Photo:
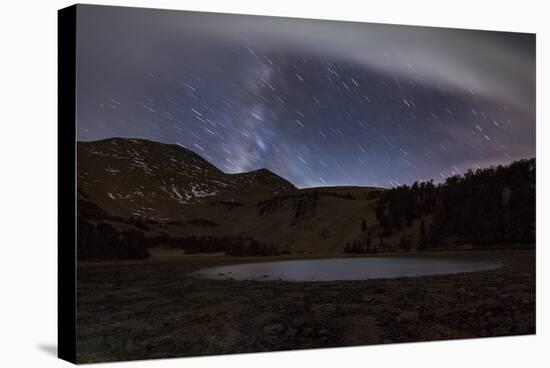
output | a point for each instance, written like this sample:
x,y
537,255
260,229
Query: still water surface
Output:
x,y
334,269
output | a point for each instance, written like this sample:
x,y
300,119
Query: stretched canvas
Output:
x,y
238,183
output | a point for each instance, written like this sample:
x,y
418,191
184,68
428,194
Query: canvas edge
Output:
x,y
66,176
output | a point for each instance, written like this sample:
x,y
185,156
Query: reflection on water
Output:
x,y
345,269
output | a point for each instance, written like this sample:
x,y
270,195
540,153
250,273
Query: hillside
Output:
x,y
161,194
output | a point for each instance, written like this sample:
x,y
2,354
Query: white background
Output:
x,y
28,182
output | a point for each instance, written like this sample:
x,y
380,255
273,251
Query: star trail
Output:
x,y
317,102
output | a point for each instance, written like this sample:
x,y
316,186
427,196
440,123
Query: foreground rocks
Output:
x,y
154,309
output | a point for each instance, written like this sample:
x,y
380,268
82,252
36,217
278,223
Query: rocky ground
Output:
x,y
155,309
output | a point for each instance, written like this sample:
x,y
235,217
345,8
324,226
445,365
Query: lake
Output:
x,y
334,269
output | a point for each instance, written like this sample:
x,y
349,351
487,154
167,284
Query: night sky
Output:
x,y
317,102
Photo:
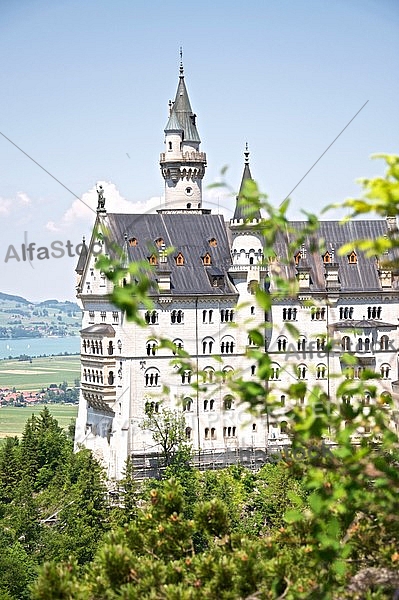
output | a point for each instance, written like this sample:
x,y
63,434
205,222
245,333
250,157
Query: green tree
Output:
x,y
168,429
333,536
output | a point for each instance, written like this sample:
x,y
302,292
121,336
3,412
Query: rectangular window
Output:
x,y
290,314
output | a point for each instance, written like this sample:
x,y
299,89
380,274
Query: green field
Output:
x,y
13,419
39,374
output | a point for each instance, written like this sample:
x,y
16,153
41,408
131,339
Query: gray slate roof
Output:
x,y
363,324
187,233
362,276
82,258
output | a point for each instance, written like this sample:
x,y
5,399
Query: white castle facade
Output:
x,y
205,304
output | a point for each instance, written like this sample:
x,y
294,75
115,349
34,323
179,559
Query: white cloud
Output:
x,y
85,209
51,226
24,198
5,206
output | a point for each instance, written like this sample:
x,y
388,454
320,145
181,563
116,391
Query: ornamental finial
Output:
x,y
246,154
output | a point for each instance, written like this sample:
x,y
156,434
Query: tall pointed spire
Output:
x,y
244,209
182,163
181,113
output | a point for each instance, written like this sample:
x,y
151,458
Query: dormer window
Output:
x,y
352,258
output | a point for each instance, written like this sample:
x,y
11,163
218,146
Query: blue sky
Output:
x,y
85,87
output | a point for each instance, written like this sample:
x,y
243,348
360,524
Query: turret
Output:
x,y
182,163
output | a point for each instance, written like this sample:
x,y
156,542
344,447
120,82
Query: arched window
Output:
x,y
318,313
186,377
228,402
301,343
274,372
346,343
227,345
152,377
281,344
177,316
207,345
284,427
177,345
209,374
352,258
226,315
151,317
301,371
290,314
187,404
151,347
384,342
227,373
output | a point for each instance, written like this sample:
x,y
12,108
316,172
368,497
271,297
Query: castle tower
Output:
x,y
182,163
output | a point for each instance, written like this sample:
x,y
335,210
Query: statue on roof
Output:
x,y
101,199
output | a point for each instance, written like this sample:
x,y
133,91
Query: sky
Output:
x,y
84,91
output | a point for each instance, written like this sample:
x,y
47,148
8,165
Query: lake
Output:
x,y
39,346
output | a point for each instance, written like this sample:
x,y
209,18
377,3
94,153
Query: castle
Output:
x,y
204,303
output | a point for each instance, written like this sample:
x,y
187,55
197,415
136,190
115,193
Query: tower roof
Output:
x,y
182,116
82,258
245,209
173,124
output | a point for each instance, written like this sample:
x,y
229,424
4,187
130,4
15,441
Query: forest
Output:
x,y
313,524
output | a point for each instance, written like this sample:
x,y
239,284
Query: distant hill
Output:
x,y
20,318
66,305
14,298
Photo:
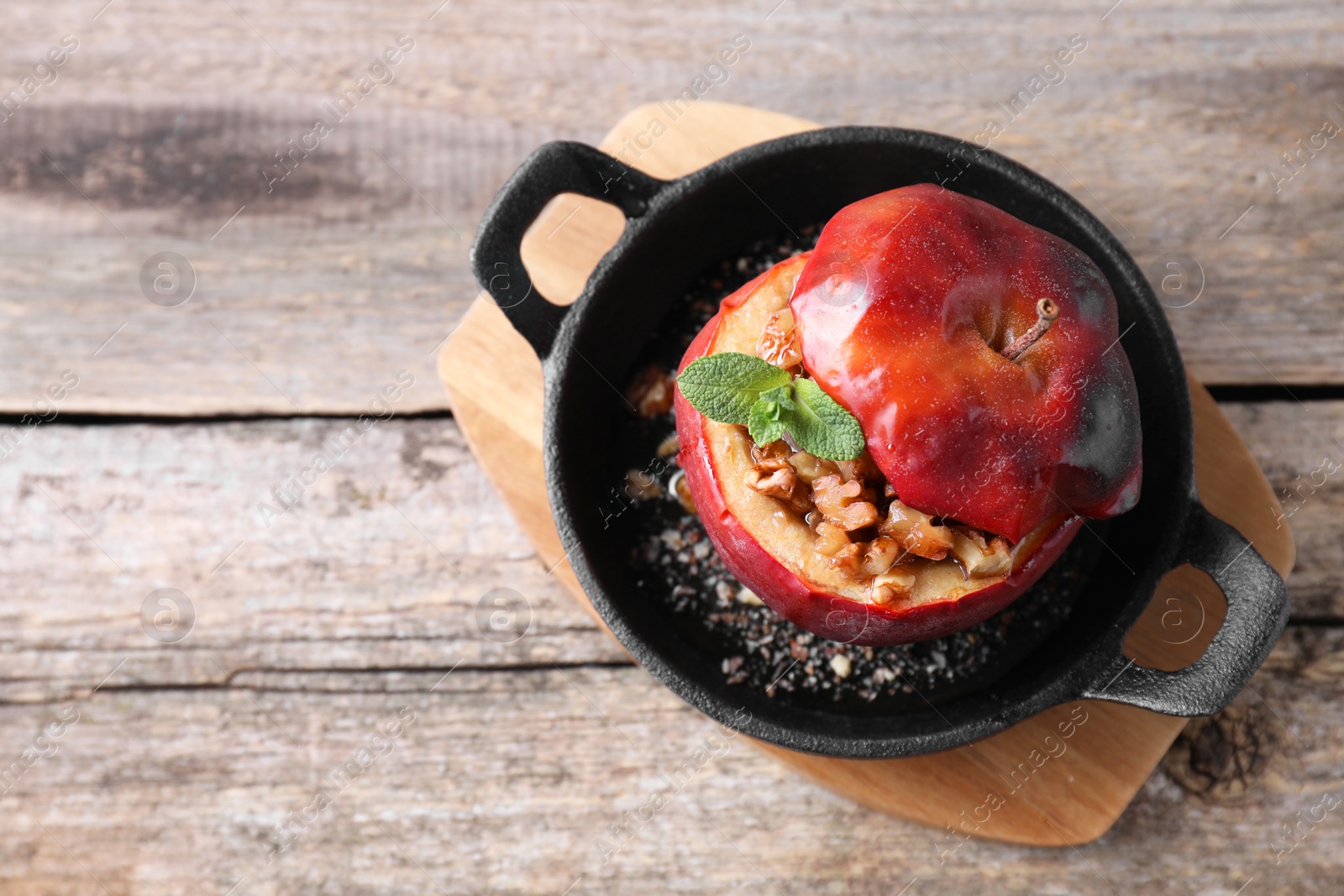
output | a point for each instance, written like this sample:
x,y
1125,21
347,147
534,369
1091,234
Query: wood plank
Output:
x,y
349,271
381,566
170,503
506,782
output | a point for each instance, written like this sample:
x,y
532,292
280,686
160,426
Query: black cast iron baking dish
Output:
x,y
678,228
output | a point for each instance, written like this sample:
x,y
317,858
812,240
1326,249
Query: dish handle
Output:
x,y
554,168
1257,611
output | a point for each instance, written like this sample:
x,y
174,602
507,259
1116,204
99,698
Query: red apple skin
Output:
x,y
827,614
894,309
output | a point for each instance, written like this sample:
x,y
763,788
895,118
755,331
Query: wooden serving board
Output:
x,y
1077,792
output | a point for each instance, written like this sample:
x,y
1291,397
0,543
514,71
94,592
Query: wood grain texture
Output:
x,y
1168,127
512,781
315,591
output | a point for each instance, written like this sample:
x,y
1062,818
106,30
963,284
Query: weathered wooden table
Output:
x,y
320,705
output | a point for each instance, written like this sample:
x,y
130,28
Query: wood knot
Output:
x,y
1222,757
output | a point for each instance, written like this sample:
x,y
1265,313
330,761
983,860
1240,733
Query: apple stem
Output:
x,y
1046,315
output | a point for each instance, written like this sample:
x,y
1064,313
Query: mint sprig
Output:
x,y
732,387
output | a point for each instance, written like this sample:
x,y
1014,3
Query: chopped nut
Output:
x,y
848,558
811,468
772,476
831,537
916,532
642,486
891,584
880,555
651,392
779,342
979,557
840,504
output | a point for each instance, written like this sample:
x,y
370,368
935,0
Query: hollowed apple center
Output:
x,y
790,537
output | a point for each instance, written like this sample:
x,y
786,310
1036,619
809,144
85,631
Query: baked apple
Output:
x,y
936,355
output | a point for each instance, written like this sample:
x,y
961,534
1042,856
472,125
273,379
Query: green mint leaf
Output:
x,y
820,426
764,422
725,385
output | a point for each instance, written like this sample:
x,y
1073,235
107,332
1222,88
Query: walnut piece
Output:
x,y
979,557
651,392
882,555
891,584
842,503
811,468
779,342
773,477
831,537
916,531
848,559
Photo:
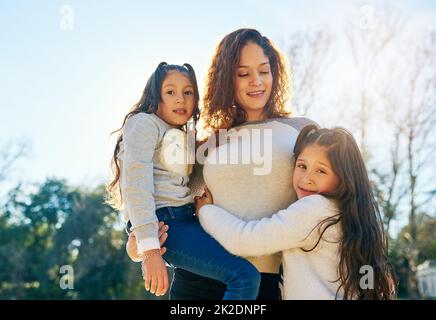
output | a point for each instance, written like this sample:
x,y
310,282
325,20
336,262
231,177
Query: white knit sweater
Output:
x,y
307,275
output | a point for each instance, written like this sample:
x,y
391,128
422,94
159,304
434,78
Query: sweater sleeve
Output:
x,y
140,137
287,229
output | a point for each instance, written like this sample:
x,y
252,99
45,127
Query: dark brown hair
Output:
x,y
363,241
148,103
218,112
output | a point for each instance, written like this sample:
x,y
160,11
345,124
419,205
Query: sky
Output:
x,y
70,70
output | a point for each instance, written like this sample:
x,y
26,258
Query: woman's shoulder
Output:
x,y
296,122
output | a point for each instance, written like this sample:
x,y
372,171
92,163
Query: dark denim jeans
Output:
x,y
189,286
189,247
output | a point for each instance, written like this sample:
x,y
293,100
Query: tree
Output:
x,y
56,225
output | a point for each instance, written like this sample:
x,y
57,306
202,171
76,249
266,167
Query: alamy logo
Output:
x,y
66,282
244,146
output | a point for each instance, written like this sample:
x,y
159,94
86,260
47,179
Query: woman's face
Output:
x,y
253,81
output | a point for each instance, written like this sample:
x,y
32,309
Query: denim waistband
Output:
x,y
184,212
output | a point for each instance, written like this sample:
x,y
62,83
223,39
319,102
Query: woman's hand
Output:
x,y
131,247
206,198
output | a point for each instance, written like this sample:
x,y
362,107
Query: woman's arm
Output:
x,y
286,229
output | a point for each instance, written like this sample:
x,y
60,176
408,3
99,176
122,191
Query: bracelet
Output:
x,y
151,253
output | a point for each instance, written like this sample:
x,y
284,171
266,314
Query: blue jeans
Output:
x,y
189,247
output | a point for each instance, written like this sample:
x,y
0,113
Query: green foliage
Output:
x,y
54,226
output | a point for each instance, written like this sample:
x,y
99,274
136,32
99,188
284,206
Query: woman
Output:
x,y
246,93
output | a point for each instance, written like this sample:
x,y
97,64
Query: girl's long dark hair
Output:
x,y
148,103
363,241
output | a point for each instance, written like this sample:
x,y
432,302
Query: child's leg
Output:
x,y
191,248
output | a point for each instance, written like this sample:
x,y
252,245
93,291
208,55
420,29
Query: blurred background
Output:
x,y
72,69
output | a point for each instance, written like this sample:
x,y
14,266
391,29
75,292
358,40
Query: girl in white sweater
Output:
x,y
332,238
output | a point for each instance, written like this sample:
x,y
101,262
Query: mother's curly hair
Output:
x,y
218,111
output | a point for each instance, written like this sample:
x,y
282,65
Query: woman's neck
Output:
x,y
255,116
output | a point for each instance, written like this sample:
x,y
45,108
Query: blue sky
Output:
x,y
64,91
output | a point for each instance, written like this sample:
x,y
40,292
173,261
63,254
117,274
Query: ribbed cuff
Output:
x,y
147,244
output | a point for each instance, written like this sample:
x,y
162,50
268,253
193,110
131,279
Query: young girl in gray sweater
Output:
x,y
151,182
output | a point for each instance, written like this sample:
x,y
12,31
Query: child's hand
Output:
x,y
154,273
131,247
206,198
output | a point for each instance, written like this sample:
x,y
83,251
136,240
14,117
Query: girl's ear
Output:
x,y
304,133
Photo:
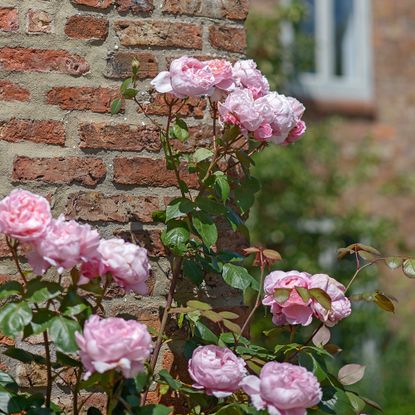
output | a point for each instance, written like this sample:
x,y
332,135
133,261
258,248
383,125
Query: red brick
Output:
x,y
228,38
82,98
96,4
194,107
9,91
119,137
42,60
67,170
147,238
158,33
38,21
144,171
134,6
217,9
9,19
39,131
119,65
95,206
87,27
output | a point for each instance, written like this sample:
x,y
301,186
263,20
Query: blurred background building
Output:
x,y
351,178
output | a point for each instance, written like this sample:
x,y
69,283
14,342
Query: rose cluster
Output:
x,y
243,94
65,244
298,310
281,388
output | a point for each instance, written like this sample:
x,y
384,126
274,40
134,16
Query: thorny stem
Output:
x,y
177,267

+++++

Identify each line in the rows above that contains the word "window", and copy every such line in full.

Solution for this exercise:
Query: rectangular window
Query: dormer window
Query: arched window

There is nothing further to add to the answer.